■ **Material provided**:
□ □ □ □ □ □ □
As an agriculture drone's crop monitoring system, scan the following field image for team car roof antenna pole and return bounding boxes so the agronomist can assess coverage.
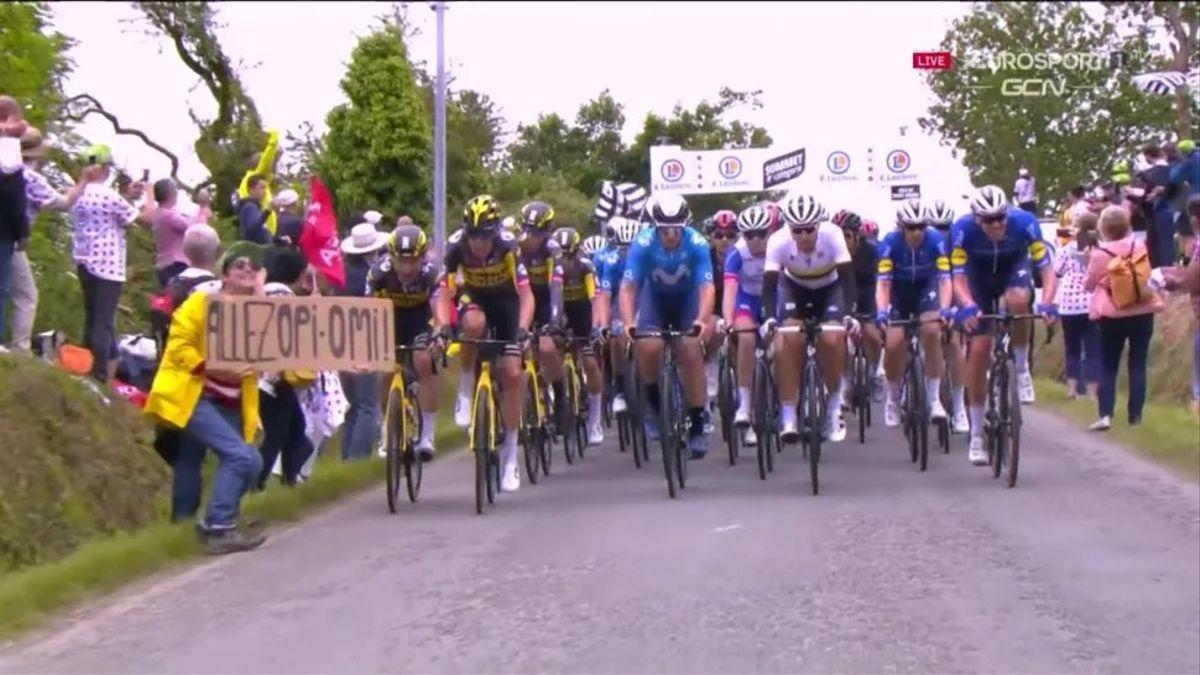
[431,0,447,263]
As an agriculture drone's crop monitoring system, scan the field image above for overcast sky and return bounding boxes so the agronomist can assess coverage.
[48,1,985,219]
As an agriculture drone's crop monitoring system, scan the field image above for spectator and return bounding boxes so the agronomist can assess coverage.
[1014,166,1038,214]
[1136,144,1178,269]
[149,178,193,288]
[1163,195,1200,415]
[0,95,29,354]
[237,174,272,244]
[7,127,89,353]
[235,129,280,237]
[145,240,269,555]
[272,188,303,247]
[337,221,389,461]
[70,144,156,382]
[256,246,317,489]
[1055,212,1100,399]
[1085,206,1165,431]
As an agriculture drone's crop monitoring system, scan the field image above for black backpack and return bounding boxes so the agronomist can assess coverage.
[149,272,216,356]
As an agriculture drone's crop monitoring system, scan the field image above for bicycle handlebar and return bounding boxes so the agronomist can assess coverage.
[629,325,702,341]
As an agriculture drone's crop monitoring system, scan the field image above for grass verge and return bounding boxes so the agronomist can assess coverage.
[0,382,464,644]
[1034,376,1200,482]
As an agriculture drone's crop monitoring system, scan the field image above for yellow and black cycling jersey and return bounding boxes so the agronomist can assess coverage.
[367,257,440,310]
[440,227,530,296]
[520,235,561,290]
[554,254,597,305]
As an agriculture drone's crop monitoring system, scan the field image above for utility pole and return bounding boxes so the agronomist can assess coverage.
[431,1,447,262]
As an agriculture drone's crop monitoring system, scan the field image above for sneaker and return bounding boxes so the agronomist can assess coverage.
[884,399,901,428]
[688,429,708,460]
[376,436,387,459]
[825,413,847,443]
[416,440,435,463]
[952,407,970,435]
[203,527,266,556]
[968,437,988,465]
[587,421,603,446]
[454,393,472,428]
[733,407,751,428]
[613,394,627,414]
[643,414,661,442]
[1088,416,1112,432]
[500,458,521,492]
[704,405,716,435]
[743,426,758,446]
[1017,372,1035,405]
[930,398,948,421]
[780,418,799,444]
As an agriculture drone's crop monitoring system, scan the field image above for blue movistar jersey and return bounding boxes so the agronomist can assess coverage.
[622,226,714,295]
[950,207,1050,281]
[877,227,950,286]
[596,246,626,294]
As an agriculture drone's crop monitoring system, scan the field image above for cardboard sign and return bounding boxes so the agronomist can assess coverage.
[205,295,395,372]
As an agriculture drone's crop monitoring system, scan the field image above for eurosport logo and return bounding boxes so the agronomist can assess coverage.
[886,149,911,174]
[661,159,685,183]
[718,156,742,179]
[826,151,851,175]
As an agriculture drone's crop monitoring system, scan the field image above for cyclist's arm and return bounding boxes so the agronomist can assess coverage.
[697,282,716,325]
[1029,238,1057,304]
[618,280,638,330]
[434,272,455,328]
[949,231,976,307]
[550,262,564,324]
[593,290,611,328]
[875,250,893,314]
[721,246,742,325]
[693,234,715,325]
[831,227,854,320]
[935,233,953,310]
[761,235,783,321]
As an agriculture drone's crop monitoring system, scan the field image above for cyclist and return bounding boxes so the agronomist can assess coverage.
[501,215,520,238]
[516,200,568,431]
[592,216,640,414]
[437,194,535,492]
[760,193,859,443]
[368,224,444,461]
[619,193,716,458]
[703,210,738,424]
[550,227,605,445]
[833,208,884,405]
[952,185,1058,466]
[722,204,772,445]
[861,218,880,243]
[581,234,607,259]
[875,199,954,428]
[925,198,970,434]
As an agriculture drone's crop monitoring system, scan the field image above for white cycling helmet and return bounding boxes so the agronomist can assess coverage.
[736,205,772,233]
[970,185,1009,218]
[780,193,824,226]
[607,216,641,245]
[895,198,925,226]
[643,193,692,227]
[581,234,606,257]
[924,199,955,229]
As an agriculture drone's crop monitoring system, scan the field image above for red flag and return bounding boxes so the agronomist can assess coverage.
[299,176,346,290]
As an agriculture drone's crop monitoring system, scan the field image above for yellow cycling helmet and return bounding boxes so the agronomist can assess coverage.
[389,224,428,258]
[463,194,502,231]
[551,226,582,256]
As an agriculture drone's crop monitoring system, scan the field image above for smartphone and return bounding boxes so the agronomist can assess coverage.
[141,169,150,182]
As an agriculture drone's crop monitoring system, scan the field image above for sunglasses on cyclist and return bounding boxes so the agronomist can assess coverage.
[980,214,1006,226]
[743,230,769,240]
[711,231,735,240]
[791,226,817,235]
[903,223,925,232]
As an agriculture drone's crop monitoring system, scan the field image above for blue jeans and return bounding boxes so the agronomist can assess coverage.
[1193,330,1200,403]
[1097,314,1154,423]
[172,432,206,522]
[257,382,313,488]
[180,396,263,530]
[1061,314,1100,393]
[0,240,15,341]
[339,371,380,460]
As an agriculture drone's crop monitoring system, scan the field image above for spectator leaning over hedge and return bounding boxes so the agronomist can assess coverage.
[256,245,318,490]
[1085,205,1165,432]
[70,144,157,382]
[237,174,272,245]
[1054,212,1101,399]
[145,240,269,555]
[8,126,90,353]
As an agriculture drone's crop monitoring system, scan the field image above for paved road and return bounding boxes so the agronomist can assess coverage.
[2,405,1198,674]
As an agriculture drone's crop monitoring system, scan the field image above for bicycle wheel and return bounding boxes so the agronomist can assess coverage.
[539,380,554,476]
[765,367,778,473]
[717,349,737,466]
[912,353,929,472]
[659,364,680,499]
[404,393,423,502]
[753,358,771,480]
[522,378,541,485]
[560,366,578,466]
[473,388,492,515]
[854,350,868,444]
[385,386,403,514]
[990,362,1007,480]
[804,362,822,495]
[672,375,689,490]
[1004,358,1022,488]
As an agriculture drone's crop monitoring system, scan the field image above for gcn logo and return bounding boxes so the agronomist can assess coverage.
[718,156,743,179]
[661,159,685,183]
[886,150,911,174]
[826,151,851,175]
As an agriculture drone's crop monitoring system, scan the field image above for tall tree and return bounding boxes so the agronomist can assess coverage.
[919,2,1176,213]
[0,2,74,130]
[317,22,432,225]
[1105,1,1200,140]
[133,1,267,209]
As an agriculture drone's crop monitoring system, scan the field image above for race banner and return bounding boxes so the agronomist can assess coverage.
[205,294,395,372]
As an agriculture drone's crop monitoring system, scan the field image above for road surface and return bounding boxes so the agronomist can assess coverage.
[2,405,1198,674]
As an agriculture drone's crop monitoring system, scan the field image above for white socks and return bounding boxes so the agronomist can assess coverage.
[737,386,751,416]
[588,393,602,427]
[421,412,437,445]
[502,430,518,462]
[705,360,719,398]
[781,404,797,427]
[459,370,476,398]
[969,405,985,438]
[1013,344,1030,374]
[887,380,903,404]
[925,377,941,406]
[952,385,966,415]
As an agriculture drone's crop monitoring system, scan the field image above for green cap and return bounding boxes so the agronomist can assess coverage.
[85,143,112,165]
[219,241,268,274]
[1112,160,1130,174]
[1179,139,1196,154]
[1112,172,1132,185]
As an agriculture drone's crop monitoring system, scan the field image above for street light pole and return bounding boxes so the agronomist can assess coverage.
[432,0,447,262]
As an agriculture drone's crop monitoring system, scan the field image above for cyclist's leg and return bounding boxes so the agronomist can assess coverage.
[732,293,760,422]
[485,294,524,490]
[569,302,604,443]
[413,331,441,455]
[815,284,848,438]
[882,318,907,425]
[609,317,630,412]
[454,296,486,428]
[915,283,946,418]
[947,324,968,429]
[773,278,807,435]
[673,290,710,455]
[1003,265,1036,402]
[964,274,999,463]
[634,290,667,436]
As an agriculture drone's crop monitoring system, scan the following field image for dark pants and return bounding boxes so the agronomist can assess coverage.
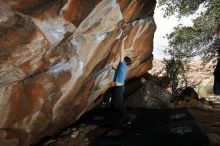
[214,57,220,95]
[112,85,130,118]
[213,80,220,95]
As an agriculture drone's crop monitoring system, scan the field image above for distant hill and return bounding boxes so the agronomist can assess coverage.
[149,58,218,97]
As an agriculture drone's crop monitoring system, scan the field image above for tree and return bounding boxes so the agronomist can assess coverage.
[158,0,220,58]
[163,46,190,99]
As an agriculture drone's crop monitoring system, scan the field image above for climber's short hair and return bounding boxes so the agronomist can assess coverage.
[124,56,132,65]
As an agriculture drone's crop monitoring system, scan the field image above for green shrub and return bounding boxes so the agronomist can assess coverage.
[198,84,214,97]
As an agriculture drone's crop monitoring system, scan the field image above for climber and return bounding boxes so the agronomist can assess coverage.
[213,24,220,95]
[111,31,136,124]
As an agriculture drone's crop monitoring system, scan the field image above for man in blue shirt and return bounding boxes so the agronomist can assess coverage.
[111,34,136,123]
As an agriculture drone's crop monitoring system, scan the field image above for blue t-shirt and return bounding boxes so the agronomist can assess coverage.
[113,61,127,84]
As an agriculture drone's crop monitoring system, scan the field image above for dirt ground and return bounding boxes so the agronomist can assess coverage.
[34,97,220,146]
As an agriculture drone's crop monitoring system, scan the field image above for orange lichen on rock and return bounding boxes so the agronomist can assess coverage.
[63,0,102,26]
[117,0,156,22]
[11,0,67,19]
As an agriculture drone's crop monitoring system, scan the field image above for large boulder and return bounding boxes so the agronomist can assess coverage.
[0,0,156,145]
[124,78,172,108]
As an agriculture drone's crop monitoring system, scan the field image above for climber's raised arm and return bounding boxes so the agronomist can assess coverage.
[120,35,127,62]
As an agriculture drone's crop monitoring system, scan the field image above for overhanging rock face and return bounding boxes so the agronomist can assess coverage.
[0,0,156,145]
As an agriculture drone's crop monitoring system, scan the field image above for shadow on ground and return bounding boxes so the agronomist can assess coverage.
□ □ □ □ □ □ □
■ **Your task**:
Repeat, character for character, the lines from the one that holds "above for large" to the final line of the material, inclusive, and no other lines.

■ **The answer**:
As an agriculture drone's crop monitoring system, scan the field image above for large boulder and return bounding boxes so the agronomist can assess coverage.
[0,0,156,145]
[124,78,172,108]
As an agriculture drone's crop monitoring system, scan the field image above for climber's raised arm and return bounding boxes so the agronomist can assess coverage.
[120,35,127,62]
As an agriculture drone's crop monitoring system, scan the field image above for overhanging rock face and return bounding boxes so the agronomist can assess coverage.
[0,0,156,145]
As an agriculture drone's crop monitoring system, scan the field image above for shadow on ground and return bounding boxes so the agronomist can assess coverage.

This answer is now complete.